■ **Exercise**: Write out every entry exactly as it appears.

[Stored data]
========
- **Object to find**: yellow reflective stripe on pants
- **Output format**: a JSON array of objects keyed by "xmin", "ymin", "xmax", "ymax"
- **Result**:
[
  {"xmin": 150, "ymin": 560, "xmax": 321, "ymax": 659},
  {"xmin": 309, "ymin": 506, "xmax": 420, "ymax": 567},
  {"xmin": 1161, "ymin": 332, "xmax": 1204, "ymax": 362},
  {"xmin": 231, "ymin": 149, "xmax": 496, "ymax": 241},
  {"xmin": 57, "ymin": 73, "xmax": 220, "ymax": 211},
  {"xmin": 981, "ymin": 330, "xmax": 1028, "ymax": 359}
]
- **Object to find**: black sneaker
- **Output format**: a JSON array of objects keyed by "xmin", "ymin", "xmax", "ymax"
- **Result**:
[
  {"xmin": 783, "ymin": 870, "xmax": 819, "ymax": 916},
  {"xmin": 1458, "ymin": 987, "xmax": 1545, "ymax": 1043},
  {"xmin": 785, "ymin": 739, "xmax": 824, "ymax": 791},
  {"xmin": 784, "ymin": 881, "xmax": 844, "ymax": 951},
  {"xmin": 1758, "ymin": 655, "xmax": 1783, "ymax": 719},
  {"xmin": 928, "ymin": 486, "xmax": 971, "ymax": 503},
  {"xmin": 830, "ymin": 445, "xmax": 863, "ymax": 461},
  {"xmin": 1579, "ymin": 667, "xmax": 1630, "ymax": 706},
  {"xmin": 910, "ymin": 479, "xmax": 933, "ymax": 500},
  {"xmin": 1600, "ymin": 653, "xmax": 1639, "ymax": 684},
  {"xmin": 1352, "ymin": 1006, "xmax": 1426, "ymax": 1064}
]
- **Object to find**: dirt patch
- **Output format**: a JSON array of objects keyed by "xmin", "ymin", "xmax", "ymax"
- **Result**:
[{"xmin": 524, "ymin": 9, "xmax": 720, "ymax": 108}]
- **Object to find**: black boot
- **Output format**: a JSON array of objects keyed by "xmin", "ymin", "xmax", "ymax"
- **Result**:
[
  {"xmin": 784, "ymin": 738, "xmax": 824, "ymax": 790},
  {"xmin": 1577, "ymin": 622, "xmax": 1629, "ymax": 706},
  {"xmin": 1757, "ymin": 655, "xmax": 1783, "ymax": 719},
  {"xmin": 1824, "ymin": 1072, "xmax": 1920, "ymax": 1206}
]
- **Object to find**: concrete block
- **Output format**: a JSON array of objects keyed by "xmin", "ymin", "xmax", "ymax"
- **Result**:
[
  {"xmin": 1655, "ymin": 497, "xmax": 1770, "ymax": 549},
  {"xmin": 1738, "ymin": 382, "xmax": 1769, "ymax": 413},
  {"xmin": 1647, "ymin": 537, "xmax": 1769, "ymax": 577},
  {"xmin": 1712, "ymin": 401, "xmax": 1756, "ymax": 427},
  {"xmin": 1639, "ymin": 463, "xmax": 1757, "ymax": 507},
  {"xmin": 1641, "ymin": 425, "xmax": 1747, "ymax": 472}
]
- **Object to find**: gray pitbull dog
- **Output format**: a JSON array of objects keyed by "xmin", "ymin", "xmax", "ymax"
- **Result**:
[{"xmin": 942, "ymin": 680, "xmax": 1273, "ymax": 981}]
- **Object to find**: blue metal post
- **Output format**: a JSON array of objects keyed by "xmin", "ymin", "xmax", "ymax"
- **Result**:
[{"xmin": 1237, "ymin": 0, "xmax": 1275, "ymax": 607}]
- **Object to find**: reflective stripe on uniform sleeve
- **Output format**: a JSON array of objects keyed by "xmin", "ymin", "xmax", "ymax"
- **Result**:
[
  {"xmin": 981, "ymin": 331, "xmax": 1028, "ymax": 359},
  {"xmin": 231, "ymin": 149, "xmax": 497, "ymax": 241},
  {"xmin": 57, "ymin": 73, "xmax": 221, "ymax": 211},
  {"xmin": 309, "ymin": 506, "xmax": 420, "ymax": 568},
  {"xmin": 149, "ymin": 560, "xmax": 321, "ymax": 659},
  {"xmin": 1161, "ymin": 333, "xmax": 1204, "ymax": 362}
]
========
■ **Reply to the task**:
- **Object to find**: yellow reflective stripe on pants
- **Output format**: a JSON array of objects keyed by "xmin", "ymin", "xmax", "ymax"
- **Result**:
[
  {"xmin": 150, "ymin": 560, "xmax": 321, "ymax": 659},
  {"xmin": 309, "ymin": 506, "xmax": 420, "ymax": 567},
  {"xmin": 1161, "ymin": 332, "xmax": 1204, "ymax": 362},
  {"xmin": 231, "ymin": 149, "xmax": 496, "ymax": 241},
  {"xmin": 57, "ymin": 73, "xmax": 220, "ymax": 211},
  {"xmin": 981, "ymin": 330, "xmax": 1028, "ymax": 359}
]
- **Object to find**: black sneaker
- **Output format**: a JSON array of objects keyed by "xmin", "ymin", "xmax", "ymax"
- **Result**:
[
  {"xmin": 783, "ymin": 870, "xmax": 819, "ymax": 916},
  {"xmin": 1458, "ymin": 987, "xmax": 1545, "ymax": 1043},
  {"xmin": 785, "ymin": 739, "xmax": 824, "ymax": 791},
  {"xmin": 784, "ymin": 881, "xmax": 844, "ymax": 951},
  {"xmin": 1758, "ymin": 655, "xmax": 1783, "ymax": 719},
  {"xmin": 928, "ymin": 486, "xmax": 971, "ymax": 503},
  {"xmin": 830, "ymin": 445, "xmax": 863, "ymax": 461},
  {"xmin": 1579, "ymin": 667, "xmax": 1630, "ymax": 706},
  {"xmin": 910, "ymin": 479, "xmax": 933, "ymax": 500},
  {"xmin": 1600, "ymin": 653, "xmax": 1639, "ymax": 684},
  {"xmin": 1352, "ymin": 1006, "xmax": 1426, "ymax": 1064}
]
- **Object to find**: dirt patch
- **Output format**: a JSON array of objects keyed by "xmin", "ymin", "xmax", "ymax"
- **Result**:
[{"xmin": 524, "ymin": 9, "xmax": 720, "ymax": 108}]
- **Object to find**: black boot
- **Output format**: a JSON array of objects keyed by "xmin", "ymin", "xmax", "ymax"
- **Result**:
[
  {"xmin": 784, "ymin": 738, "xmax": 824, "ymax": 790},
  {"xmin": 1577, "ymin": 622, "xmax": 1629, "ymax": 706},
  {"xmin": 1757, "ymin": 655, "xmax": 1783, "ymax": 719},
  {"xmin": 1824, "ymin": 1072, "xmax": 1920, "ymax": 1206}
]
- **Object to find**: concrete block
- **Output format**: a JSON array of objects keyed by "xmin", "ymin", "xmax", "ymax"
- **Result**:
[
  {"xmin": 1655, "ymin": 497, "xmax": 1770, "ymax": 549},
  {"xmin": 1738, "ymin": 382, "xmax": 1769, "ymax": 413},
  {"xmin": 1647, "ymin": 537, "xmax": 1769, "ymax": 577},
  {"xmin": 1712, "ymin": 401, "xmax": 1756, "ymax": 427},
  {"xmin": 1639, "ymin": 463, "xmax": 1757, "ymax": 507},
  {"xmin": 1641, "ymin": 425, "xmax": 1747, "ymax": 472}
]
- **Object to find**: gray pitbull dog
- **Output format**: a JSON array of objects keyed by "xmin", "ymin", "xmax", "ymax"
- **Result**:
[{"xmin": 942, "ymin": 680, "xmax": 1273, "ymax": 981}]
- **Object to find**: blue metal post
- **Output format**: a JSON array of objects keyed by "xmin", "ymin", "xmax", "ymax"
- **Result**:
[{"xmin": 1237, "ymin": 0, "xmax": 1275, "ymax": 607}]
- **Object to find**: reflective stripe on uniform sleeve
- **Output format**: a JSON array of objects keyed by "xmin", "ymin", "xmax", "ymax"
- **Result**:
[
  {"xmin": 981, "ymin": 331, "xmax": 1028, "ymax": 359},
  {"xmin": 231, "ymin": 149, "xmax": 497, "ymax": 241},
  {"xmin": 57, "ymin": 73, "xmax": 221, "ymax": 211},
  {"xmin": 309, "ymin": 506, "xmax": 420, "ymax": 568},
  {"xmin": 149, "ymin": 560, "xmax": 321, "ymax": 659},
  {"xmin": 1161, "ymin": 333, "xmax": 1204, "ymax": 362}
]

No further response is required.